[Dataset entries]
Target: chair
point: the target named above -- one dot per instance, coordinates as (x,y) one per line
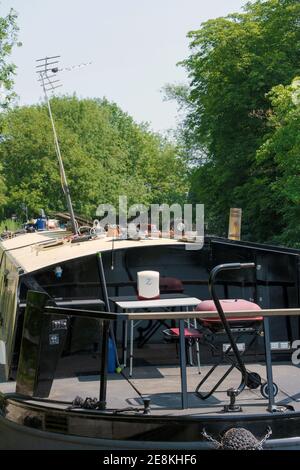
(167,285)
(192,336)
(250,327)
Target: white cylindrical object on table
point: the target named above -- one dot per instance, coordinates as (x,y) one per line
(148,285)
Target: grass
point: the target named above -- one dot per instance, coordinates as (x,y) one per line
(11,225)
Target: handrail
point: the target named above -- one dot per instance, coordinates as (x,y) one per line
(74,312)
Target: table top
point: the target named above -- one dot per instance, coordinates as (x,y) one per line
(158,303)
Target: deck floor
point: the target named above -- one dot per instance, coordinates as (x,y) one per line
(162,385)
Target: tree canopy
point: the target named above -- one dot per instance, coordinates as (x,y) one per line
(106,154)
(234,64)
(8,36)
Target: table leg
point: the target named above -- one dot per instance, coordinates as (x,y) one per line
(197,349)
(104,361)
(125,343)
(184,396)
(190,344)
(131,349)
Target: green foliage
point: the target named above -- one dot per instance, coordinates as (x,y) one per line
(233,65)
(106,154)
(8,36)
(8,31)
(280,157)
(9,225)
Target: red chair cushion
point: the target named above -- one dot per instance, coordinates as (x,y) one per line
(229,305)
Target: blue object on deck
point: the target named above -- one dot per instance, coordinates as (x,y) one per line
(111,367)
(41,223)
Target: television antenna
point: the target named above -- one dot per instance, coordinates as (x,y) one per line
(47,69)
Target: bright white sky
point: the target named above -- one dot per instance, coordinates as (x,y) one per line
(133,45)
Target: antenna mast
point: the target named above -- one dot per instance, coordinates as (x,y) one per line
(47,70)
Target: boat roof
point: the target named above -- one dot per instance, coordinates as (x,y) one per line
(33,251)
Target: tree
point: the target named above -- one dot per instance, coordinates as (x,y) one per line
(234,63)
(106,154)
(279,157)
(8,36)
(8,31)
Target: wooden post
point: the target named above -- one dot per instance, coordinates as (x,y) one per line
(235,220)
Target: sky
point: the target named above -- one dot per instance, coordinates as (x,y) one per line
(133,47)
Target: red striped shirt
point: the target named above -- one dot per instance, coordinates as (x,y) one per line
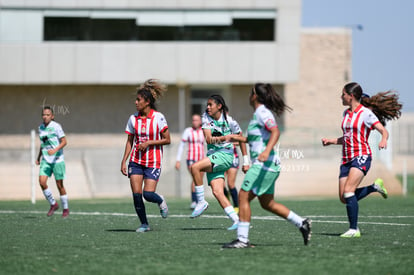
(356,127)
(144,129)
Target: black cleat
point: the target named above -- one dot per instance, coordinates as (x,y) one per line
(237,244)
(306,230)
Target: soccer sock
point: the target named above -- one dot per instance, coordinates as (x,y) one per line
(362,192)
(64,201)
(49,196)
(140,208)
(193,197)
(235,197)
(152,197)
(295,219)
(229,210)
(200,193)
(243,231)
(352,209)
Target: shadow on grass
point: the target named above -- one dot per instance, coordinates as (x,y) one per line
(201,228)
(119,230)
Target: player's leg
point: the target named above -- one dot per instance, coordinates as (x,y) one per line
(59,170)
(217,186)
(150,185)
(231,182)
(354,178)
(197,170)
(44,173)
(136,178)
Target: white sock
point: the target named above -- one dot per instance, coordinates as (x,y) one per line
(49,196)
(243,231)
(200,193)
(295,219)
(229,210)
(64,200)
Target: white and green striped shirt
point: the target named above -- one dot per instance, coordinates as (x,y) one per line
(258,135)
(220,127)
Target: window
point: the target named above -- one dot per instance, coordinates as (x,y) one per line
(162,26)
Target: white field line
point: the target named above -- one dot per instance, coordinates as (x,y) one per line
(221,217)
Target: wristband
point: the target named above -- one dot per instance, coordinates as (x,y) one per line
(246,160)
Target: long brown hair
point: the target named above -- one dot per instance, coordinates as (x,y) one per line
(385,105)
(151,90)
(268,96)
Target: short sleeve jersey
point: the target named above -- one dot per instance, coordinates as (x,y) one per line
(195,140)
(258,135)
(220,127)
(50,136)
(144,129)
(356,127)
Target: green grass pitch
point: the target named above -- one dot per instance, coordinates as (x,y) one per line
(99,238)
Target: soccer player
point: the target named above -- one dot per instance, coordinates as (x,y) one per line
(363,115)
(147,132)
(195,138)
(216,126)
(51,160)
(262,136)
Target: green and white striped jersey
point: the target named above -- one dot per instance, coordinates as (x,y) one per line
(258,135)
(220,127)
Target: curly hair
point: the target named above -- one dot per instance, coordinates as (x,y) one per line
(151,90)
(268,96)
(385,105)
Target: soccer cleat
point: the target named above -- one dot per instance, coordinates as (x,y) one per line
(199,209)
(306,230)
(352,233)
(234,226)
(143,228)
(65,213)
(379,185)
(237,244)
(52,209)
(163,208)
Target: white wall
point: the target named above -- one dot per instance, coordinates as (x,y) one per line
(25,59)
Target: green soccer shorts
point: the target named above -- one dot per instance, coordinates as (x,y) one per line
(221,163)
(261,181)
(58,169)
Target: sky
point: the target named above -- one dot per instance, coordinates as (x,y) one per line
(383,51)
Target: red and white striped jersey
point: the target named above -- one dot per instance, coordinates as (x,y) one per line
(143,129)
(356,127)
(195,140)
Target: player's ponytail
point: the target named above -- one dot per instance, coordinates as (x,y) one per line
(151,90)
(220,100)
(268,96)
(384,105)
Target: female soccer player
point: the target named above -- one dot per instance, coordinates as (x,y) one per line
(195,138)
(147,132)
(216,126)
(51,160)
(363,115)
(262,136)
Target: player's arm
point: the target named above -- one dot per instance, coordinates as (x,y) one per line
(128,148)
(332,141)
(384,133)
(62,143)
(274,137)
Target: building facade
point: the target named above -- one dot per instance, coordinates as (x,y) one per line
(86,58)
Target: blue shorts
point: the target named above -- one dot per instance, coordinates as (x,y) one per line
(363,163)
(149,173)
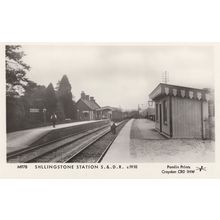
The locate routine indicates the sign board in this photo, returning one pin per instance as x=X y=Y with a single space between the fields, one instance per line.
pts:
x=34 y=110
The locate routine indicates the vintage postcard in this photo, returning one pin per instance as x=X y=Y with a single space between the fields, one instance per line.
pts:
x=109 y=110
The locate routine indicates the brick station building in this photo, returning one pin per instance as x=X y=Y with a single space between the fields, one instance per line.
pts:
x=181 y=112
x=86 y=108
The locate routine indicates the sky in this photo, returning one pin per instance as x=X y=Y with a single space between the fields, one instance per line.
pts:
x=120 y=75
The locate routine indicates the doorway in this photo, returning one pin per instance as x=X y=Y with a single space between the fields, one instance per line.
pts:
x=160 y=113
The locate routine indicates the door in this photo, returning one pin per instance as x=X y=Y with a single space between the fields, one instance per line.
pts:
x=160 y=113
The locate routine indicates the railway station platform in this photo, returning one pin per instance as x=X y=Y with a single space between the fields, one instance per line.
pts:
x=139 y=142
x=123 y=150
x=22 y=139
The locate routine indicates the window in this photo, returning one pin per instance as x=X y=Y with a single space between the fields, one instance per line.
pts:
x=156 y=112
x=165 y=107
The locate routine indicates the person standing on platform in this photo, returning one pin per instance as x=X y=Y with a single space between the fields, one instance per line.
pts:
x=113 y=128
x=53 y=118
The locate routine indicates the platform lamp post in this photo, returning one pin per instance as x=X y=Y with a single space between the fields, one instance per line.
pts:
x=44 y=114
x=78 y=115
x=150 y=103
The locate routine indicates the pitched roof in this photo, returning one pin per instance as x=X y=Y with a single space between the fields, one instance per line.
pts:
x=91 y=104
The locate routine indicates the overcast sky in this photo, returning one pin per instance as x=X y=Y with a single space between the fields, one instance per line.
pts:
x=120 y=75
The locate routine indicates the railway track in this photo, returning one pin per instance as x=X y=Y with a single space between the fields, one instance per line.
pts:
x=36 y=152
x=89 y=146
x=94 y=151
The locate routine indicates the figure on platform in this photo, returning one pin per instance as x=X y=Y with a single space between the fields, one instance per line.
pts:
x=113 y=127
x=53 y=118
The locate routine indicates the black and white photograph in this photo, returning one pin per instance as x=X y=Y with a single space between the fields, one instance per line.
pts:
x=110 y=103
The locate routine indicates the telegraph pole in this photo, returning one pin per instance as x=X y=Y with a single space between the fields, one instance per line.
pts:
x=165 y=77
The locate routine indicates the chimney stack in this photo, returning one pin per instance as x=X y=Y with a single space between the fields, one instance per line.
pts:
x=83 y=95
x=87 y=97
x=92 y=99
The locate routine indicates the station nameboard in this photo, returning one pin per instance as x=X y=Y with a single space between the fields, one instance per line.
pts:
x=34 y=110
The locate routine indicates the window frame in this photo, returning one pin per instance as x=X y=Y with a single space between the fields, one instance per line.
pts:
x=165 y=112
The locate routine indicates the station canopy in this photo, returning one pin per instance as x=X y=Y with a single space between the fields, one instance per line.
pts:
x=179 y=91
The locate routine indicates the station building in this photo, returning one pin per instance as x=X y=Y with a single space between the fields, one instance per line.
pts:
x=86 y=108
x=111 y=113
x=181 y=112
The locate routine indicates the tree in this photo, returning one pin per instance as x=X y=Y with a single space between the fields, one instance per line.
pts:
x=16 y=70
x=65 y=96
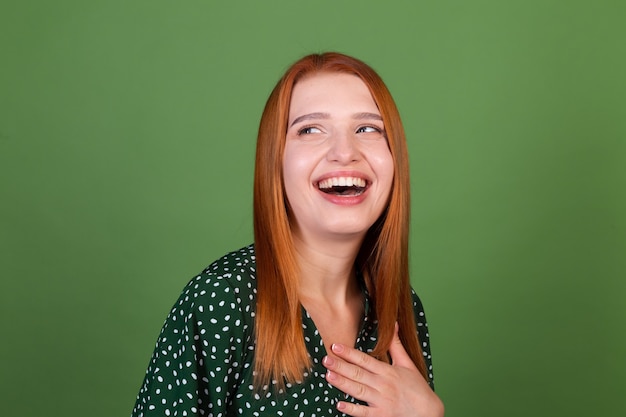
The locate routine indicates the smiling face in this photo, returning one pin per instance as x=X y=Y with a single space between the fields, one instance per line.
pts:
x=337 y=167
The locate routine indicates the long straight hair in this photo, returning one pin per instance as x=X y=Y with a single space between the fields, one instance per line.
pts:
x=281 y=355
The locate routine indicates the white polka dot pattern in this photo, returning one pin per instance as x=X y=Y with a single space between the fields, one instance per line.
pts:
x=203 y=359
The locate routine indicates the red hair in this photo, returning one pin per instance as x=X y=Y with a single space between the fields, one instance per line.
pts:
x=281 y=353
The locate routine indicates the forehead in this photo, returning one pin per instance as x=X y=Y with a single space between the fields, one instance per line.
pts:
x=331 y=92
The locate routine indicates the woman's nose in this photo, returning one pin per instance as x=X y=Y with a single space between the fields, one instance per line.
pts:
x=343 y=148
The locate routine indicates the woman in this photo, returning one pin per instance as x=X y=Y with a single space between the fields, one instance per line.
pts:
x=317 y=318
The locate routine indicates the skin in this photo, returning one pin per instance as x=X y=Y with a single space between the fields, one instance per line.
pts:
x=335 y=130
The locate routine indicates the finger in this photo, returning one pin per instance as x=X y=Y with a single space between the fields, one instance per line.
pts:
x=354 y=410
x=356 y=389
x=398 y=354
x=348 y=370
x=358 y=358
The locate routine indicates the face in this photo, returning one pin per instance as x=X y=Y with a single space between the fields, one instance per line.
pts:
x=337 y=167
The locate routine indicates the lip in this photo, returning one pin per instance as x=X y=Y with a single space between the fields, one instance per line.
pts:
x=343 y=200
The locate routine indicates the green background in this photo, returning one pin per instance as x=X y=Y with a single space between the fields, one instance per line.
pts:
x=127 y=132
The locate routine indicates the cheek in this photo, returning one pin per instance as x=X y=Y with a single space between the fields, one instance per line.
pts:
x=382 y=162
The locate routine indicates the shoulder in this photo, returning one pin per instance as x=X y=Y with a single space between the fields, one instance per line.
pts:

▶ _TASK TO COMPLETE_
Of all the lines in the entries, count those with the string "chair", and report only that number.

▶ _WRITTEN SOLUTION_
2